TEXT PROVIDED >>
━━━━━━━━

Most hybrid vehicles today use Li-ion batteries, but heat is a major challenge. If cells in a battery pack become too hot, controls often protect them from damage by taking the car off battery power and switching it to the combustion engine. So, in a recent R&D project to convert a gasoline-powered car into a range-extender hybrid, the simulation team at AVL North America Inc., Plymouth, Mich., designed a low-cost cooling system for a battery pack consisting of 14 off-the-shelf modules.
To predict the battery’s working temperatures, AVL used Abaqus FEA software from Simulia, the 3Dexperience application from Dassault Systèmes, Waltham, Mass. The software mapped individual cell temperatures as well as heat concentrations throughout the pack. Engineers then fitted a prototype of the battery with temperature sensors anywhere the software predicated cold and hot spots. Finally, they correlated the FEA models to the prototype test results so they could design fan and circuit options for cooling at-risk sections of the battery.The Abaqus FEA software wasn’t specifically designed for battery simulation. But it can interface with user-written subroutines, so AVL engineers wrote some for Li-ion cells. Then they linked resulting values to the FEA model within Abaqus.
In fact, AVL now uses their custom subroutines to assess the electrical and thermal behavior of myriad Li-ion batteries — accounting for the effect of assorted Li-ion battery cell geometries, chemistries, and configurations, as well as the efficiency of various cooling methods. Before, AVL engineers just used the software to evaluate the structural integrity of Li-ion batteries and the thermal-mechanical behavior of traditional engine components.
When AVL assesses a battery-pack cooling design, engineers first make a few quick calculations to see how the pack will work. Then they add computational details about the cells, cooling fins, and circuits. Finally, they assess the whole battery in detailed 3D FEA, beginning with electrothermal analysis. The complexity of the inner-cell structures complicates this step: Depending on capacity, a cell can have up to 50 pairs of thin anode-cathode layers some 200-µm thick. But with 96 cells or more in a battery pack, it’s impractical to model cells in such detail. So AVL approximates with one to three equivalent cell layers per cell, and uses the equivalent composite properties to characterize battery behavior at the macro level.

━━━━━━━━

SUPPLIED MATERIAL >>
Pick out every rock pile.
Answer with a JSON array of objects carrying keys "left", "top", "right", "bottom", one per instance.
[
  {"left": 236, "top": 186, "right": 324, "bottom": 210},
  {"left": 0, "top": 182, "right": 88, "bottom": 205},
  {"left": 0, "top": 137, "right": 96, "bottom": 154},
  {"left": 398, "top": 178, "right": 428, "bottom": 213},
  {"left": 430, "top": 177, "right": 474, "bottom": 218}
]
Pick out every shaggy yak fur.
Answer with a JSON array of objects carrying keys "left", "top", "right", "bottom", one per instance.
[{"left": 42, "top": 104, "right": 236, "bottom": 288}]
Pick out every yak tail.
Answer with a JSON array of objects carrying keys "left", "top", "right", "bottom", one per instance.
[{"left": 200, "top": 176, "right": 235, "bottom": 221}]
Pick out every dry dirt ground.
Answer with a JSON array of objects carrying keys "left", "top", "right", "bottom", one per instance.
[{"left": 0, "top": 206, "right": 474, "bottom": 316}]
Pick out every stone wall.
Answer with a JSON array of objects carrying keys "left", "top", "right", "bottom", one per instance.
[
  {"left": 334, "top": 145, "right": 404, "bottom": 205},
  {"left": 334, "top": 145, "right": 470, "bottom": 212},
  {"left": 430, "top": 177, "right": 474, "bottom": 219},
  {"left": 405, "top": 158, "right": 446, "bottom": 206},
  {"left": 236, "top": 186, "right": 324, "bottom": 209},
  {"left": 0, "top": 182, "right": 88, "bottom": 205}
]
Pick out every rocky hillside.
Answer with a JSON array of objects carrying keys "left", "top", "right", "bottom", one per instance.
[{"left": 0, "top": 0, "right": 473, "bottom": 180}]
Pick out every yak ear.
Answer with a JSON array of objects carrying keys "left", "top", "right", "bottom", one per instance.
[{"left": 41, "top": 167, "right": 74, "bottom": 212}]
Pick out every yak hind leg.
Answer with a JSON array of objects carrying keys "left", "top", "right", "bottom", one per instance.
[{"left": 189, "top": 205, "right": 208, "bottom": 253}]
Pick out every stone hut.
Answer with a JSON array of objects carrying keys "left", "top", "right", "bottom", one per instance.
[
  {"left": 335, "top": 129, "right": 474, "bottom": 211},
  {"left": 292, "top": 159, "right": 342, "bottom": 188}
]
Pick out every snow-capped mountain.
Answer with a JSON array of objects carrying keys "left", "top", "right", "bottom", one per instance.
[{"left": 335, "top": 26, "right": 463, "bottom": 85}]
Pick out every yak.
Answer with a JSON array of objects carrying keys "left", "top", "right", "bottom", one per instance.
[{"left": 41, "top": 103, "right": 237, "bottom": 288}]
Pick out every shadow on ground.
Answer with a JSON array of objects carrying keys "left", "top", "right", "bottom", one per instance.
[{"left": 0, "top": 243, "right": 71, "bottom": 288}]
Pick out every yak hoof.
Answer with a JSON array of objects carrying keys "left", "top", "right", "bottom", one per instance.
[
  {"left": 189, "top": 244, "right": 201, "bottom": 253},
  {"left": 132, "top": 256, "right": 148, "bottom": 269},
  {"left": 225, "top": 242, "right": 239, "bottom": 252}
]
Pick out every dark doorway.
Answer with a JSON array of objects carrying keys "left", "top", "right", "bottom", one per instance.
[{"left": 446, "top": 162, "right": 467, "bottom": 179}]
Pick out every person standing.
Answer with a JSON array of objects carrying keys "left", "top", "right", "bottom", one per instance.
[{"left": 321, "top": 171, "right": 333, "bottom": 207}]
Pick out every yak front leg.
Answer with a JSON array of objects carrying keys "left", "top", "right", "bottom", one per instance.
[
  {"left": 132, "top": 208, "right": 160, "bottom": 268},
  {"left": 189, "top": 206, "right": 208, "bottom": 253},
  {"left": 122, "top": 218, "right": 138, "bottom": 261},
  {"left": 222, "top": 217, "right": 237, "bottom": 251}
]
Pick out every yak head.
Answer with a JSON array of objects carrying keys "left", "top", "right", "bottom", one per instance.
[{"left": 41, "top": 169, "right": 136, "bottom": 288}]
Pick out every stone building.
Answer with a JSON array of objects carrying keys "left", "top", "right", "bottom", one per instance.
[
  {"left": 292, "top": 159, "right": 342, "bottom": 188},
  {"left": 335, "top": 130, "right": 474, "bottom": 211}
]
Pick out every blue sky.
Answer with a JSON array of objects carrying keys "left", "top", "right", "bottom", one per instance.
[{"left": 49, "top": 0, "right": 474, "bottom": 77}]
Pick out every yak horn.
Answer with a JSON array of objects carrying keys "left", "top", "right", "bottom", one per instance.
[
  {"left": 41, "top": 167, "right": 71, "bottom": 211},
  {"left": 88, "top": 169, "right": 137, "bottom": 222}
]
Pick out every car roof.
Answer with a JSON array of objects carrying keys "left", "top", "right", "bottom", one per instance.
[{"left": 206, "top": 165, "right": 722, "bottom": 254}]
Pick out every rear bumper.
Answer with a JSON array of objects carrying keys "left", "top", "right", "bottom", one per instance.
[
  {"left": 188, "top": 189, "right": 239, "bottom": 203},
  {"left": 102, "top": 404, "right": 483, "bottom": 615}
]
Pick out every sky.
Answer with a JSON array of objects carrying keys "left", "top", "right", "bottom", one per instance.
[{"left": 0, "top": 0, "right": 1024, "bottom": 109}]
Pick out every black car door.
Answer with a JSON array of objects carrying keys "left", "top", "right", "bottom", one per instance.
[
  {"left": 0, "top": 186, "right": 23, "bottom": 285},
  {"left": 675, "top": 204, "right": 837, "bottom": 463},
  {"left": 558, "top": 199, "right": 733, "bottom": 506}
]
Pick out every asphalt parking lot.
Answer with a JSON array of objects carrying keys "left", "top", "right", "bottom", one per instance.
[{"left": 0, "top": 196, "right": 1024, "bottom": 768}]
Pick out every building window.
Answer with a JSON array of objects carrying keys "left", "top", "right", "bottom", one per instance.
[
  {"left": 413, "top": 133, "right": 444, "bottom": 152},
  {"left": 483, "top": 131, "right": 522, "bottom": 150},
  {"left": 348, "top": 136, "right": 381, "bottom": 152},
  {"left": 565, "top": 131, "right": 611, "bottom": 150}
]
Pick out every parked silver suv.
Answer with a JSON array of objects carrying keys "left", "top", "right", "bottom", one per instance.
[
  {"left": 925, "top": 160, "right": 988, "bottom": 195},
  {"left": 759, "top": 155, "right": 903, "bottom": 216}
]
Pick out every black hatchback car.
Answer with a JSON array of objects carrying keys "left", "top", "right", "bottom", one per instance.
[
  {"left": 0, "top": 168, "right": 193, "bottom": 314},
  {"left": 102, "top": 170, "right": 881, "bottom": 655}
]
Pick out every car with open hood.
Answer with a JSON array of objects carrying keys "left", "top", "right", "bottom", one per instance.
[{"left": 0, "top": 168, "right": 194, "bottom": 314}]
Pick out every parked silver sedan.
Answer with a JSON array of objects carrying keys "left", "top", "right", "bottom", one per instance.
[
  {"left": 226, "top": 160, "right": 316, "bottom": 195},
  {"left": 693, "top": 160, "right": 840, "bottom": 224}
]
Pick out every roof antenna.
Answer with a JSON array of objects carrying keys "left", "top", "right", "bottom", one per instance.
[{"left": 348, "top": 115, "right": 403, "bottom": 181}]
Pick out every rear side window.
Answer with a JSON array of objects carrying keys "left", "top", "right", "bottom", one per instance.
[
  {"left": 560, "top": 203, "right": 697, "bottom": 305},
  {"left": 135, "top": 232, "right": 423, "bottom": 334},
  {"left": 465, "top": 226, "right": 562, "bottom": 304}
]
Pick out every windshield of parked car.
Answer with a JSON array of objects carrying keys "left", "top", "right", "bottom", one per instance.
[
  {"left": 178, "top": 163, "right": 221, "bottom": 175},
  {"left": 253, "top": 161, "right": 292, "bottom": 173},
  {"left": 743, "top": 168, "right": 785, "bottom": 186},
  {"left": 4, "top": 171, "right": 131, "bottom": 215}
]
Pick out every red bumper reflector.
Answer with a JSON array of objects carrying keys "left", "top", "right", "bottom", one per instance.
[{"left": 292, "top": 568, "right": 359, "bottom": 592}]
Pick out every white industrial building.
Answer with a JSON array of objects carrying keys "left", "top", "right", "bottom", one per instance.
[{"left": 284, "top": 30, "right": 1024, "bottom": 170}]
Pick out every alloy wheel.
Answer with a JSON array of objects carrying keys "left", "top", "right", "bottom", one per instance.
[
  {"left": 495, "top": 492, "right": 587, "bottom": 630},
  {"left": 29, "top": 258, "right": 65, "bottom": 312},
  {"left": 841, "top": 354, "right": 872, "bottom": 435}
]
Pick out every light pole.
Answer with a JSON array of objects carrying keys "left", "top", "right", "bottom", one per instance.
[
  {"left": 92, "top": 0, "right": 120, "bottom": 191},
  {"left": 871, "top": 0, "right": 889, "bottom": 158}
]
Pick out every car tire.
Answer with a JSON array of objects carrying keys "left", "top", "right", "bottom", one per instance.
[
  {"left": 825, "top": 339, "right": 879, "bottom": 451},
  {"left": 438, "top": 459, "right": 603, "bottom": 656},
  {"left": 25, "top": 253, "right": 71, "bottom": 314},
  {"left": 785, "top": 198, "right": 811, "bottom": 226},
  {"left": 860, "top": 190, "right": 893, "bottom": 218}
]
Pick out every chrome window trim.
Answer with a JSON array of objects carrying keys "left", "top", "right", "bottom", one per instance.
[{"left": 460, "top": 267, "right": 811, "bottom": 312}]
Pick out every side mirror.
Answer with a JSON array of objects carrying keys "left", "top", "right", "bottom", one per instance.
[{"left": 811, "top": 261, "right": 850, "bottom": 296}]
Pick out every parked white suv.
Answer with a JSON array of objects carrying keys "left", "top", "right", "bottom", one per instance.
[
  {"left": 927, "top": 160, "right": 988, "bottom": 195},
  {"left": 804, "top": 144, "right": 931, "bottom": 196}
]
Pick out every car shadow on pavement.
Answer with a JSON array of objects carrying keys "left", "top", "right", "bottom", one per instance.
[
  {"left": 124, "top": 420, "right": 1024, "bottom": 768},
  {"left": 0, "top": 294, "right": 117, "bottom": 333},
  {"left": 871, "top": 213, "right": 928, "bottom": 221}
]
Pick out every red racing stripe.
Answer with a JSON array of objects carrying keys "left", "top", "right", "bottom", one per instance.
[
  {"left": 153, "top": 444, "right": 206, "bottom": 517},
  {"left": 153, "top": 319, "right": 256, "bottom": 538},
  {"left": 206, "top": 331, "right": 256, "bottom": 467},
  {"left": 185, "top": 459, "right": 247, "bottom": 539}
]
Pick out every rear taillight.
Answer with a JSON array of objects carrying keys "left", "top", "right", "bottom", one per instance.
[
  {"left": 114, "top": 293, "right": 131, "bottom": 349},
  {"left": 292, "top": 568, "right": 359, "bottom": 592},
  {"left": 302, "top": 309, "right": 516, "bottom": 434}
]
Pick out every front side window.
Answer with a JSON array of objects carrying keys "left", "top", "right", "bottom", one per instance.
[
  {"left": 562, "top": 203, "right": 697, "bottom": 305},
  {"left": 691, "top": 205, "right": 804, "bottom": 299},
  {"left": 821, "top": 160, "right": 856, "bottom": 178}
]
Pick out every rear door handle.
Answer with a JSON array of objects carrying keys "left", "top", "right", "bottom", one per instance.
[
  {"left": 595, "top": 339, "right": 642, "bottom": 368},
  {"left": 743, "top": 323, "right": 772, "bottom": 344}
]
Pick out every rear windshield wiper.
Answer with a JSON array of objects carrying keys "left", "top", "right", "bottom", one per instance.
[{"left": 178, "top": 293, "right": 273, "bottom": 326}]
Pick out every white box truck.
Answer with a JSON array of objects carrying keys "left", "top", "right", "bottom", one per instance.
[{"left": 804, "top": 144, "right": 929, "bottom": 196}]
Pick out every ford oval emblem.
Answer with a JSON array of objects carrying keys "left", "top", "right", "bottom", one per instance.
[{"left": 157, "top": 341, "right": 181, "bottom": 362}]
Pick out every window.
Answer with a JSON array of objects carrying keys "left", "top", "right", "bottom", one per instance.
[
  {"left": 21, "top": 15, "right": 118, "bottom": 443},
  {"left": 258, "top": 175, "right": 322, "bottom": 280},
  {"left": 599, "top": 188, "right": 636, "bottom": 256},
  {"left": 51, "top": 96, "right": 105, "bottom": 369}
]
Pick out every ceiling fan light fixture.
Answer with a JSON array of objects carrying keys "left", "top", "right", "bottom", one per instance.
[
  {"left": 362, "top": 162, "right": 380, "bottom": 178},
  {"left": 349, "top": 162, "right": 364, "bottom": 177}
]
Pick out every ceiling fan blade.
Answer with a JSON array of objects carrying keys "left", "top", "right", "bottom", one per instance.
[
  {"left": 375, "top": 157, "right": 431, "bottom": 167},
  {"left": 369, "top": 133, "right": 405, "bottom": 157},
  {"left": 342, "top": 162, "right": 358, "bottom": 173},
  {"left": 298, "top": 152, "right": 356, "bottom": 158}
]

━━━━━━━━

REQUIRED TASKS >>
- A) In the battery-cooling article, how many off-the-shelf modules made up the battery pack?
- B) In the battery-cooling article, rewrite everything from "When AVL assesses" down to "the macro level.", changing "cooling fins" to "heat sinks".
- C) Carry on the battery-cooling article from the point where it stops.

TASK RESPONSES >>
- A) 14

- B)
When AVL assesses a battery-pack cooling design, engineers first make a few quick calculations to see how the pack will work. Then they add computational details about the cells, heat sinks, and circuits. Finally, they assess the whole battery in detailed 3D FEA, beginning with electrothermal analysis. The complexity of the inner-cell structures complicates this step: Depending on capacity, a cell can have up to 50 pairs of thin anode-cathode layers some 200-µm thick. But with 96 cells or more in a battery pack, it’s impractical to model cells in such detail. So AVL approximates with one to three equivalent cell layers per cell, and uses the equivalent composite properties to characterize battery behavior at the macro level.

- C)
“Also complicating matters is the search for accurate material data,” says AVL Technical Specialist Kim Yeow. “Cell manufacturers supply us with ballpark numbers, but we frequently end up searching literature or turning to other researchers for more-accurate figures. Oftentimes we end up with a range of material values.”
Despite that issue, AVL’s FEA models correlate well to actual lab measurements on the new 14-module batteries. Those measurements include battery quality under continuous discharge and continuous discharge-charge; liquid cooling and air-cooling; and direct and indirect cooling.
The next challenge for AVL is to simulate the battery assembly to see if cells make good physical contact with their cooling plates. “Initially we assumed good contact and heat transfer between the cooling plate and cells,” says Yeow, “but as the design matures we’ll simulate the assembly in Abaqus to find out where there might be gaps, how to minimize those gaps, and reevaluate how gaps in certain areas impact the cooling of battery cells.” In future projects, AVL designers also plan to more closely link electrothermal-battery models with corresponding structural and computational fluid-dynamics (CFD) models.